Material shown |

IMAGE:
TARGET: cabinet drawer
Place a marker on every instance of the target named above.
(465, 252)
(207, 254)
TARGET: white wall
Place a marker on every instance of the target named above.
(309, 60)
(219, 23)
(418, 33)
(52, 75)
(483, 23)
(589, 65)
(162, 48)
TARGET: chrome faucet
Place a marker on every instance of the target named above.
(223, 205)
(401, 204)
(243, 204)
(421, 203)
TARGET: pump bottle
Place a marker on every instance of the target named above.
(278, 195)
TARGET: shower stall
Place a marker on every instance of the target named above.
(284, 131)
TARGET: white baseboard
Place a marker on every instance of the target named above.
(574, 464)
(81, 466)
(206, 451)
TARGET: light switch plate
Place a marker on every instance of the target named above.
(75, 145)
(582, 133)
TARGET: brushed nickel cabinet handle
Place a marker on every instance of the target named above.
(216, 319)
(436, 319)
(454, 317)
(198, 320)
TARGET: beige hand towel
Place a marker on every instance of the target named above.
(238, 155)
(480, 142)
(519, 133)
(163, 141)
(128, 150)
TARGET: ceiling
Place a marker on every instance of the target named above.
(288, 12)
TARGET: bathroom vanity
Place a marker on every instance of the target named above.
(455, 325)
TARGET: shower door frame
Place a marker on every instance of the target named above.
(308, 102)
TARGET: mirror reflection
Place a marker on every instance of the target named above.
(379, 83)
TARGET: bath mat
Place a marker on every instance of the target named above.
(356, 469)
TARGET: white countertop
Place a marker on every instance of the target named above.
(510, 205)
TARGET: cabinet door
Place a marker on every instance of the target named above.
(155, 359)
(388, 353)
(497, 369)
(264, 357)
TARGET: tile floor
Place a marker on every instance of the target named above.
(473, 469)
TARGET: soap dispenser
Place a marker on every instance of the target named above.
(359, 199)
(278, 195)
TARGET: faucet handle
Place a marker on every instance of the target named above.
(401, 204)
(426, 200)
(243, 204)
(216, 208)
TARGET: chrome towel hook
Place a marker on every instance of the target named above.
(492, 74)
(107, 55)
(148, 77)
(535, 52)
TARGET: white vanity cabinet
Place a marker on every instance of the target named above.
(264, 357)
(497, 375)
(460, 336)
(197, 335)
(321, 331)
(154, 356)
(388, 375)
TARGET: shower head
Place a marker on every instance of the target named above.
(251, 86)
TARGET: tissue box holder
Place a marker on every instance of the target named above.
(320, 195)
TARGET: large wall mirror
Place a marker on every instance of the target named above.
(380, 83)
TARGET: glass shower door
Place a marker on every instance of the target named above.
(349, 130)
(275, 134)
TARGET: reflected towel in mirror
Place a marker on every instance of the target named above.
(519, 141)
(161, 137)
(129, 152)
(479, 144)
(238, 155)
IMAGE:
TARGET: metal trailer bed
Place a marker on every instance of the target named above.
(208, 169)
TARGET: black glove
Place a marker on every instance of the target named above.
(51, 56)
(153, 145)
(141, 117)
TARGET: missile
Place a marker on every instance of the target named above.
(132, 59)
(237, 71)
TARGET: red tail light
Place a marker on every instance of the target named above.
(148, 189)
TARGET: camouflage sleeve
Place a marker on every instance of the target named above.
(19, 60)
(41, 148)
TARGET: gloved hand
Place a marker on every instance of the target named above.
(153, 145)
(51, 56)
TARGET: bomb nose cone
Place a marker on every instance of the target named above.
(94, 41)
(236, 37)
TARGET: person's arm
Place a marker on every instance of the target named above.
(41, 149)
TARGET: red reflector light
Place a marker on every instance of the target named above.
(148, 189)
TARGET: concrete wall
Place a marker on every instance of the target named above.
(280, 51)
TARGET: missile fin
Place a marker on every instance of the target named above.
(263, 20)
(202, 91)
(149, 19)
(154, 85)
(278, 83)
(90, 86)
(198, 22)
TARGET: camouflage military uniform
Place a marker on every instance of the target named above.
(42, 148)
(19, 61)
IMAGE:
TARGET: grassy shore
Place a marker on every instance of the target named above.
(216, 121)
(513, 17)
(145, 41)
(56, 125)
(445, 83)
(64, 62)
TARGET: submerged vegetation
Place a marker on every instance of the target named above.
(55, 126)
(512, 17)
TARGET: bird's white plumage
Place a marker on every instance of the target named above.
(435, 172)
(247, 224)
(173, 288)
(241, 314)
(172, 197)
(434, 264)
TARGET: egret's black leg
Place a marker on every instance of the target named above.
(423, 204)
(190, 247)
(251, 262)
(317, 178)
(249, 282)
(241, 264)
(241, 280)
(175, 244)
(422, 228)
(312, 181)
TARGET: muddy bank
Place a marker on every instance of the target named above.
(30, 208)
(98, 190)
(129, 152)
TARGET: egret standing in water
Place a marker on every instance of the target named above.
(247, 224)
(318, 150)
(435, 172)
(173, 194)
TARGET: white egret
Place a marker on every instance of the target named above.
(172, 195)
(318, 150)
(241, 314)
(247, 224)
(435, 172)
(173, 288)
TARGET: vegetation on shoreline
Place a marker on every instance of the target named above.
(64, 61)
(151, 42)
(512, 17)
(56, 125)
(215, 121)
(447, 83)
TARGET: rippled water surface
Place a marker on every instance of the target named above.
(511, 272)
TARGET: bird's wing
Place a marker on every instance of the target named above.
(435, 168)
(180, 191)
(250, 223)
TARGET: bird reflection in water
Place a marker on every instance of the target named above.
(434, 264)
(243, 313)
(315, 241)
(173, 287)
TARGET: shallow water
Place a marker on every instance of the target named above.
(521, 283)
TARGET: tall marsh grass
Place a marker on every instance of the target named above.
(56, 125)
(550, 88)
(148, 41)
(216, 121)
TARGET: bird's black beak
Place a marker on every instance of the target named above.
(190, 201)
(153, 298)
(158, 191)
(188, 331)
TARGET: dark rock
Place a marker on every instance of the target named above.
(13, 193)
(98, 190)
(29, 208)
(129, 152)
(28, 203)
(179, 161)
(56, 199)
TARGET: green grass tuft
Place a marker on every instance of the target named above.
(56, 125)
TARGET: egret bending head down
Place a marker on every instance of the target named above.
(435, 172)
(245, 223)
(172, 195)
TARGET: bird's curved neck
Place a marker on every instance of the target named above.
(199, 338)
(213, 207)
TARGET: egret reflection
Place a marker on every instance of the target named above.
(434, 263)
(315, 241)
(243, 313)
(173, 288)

...

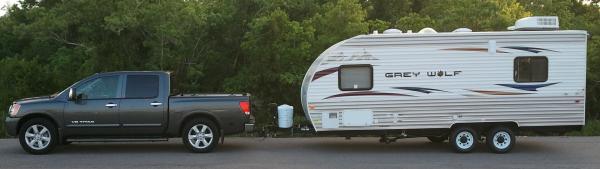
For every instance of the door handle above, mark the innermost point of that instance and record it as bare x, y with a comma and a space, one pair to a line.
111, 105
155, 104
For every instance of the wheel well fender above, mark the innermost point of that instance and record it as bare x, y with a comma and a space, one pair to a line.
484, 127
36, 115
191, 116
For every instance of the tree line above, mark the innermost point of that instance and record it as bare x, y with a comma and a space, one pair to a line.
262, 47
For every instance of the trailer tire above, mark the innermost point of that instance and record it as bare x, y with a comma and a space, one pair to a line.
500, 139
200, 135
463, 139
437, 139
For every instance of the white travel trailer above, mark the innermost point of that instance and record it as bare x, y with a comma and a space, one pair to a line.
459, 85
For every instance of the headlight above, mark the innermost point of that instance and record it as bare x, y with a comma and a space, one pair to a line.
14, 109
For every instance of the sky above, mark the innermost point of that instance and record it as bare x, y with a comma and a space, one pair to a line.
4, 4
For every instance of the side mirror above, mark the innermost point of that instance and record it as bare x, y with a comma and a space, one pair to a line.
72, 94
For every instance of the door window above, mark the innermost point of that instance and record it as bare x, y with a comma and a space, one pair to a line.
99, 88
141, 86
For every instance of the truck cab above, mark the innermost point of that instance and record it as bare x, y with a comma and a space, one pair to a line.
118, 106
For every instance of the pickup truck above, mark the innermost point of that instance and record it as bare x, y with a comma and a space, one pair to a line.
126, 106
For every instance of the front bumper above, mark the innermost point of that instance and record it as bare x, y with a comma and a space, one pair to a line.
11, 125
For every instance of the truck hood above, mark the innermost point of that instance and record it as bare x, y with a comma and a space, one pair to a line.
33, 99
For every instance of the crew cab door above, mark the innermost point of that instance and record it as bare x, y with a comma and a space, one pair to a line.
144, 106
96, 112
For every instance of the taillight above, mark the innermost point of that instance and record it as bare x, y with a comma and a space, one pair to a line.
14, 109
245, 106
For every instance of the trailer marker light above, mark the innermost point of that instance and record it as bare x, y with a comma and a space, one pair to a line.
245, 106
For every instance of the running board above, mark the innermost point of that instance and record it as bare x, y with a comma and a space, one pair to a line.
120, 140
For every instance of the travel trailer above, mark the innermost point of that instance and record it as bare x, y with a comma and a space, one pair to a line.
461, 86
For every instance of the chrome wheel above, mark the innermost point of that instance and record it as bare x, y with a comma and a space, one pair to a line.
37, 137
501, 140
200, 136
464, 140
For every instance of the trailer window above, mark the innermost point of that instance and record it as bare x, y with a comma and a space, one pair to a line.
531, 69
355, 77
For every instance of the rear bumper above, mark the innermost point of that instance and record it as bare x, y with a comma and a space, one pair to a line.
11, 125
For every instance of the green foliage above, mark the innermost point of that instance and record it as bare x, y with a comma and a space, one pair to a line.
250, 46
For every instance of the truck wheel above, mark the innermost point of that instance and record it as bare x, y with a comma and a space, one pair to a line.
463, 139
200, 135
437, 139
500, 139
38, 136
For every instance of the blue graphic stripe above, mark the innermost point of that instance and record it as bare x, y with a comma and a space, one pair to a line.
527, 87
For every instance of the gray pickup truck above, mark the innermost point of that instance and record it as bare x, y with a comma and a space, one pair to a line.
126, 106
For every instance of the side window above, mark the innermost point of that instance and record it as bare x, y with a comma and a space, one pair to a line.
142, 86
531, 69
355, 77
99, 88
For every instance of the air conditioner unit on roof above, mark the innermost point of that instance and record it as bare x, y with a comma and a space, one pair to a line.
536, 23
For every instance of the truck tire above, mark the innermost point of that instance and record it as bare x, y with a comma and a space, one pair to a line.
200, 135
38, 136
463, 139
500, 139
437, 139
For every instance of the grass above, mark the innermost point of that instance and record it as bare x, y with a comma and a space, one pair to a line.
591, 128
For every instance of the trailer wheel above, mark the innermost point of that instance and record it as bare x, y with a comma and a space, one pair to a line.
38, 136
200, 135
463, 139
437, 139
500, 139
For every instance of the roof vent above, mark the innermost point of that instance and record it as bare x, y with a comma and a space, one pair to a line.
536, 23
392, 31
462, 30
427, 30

==

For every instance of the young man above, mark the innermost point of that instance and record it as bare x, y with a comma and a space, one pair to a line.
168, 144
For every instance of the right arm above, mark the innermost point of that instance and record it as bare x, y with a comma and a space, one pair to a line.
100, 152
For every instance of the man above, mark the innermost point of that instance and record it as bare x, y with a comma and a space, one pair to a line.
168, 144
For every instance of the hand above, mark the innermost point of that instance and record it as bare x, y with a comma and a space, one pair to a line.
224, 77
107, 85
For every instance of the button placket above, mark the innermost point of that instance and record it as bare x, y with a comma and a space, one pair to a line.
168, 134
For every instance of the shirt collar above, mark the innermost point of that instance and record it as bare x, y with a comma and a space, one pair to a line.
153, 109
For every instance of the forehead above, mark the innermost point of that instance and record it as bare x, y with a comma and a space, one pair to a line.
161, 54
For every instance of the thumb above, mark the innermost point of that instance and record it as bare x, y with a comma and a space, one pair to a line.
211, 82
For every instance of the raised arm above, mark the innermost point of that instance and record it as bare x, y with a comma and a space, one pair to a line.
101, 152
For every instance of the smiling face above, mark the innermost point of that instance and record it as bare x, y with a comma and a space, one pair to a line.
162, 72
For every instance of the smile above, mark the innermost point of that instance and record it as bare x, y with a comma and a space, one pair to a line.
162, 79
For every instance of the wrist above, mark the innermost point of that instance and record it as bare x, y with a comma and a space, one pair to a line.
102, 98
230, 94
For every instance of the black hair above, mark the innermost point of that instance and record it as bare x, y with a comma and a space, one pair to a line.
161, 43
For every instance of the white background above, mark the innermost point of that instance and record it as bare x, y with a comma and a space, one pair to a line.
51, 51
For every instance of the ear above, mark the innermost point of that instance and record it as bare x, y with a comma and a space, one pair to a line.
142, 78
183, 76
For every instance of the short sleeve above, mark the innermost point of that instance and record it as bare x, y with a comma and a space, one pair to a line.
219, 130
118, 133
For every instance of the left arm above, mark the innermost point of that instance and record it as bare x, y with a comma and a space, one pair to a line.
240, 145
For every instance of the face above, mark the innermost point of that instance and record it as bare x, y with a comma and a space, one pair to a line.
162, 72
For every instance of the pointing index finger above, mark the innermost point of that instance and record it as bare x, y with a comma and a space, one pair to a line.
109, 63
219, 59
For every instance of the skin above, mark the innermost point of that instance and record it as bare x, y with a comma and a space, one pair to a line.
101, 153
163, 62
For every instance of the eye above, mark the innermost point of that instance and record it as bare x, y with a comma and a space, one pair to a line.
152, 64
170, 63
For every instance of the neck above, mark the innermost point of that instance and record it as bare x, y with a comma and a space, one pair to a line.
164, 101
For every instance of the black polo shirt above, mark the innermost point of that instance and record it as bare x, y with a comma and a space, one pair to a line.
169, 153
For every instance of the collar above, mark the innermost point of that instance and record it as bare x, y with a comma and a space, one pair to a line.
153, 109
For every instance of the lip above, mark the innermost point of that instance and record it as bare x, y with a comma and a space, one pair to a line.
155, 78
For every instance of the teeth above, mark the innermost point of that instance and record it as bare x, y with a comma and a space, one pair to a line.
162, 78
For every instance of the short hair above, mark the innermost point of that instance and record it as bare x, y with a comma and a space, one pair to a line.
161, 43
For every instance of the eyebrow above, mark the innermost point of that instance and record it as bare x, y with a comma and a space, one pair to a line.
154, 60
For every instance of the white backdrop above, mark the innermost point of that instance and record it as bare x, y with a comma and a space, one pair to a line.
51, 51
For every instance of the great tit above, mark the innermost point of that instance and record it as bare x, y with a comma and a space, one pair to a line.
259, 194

Instructions for the task | Count the lines in the entries above that contain the word "green". Give only the number.

Result | 2